> _Given instruction_:
Copy the records below word for word, omitting the pictures.

(Records from a point labeling set)
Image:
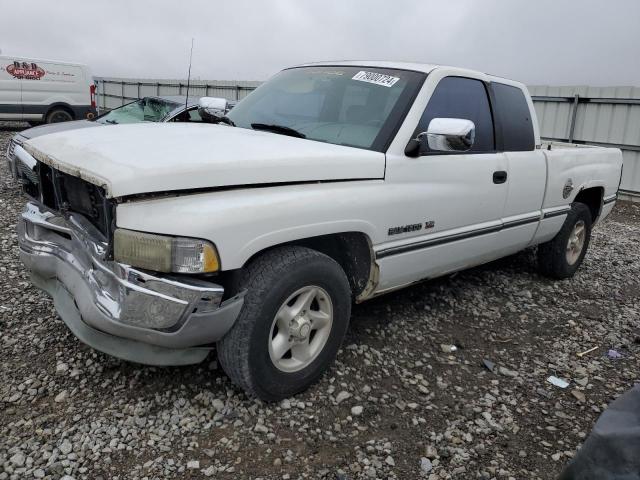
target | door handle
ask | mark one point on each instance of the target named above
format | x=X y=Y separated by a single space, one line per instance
x=500 y=176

> _Worked answer_:
Image:
target | door handle
ask | mark one point on each instance of the target named above
format | x=X y=Y separated by a single space, one line per instance
x=500 y=176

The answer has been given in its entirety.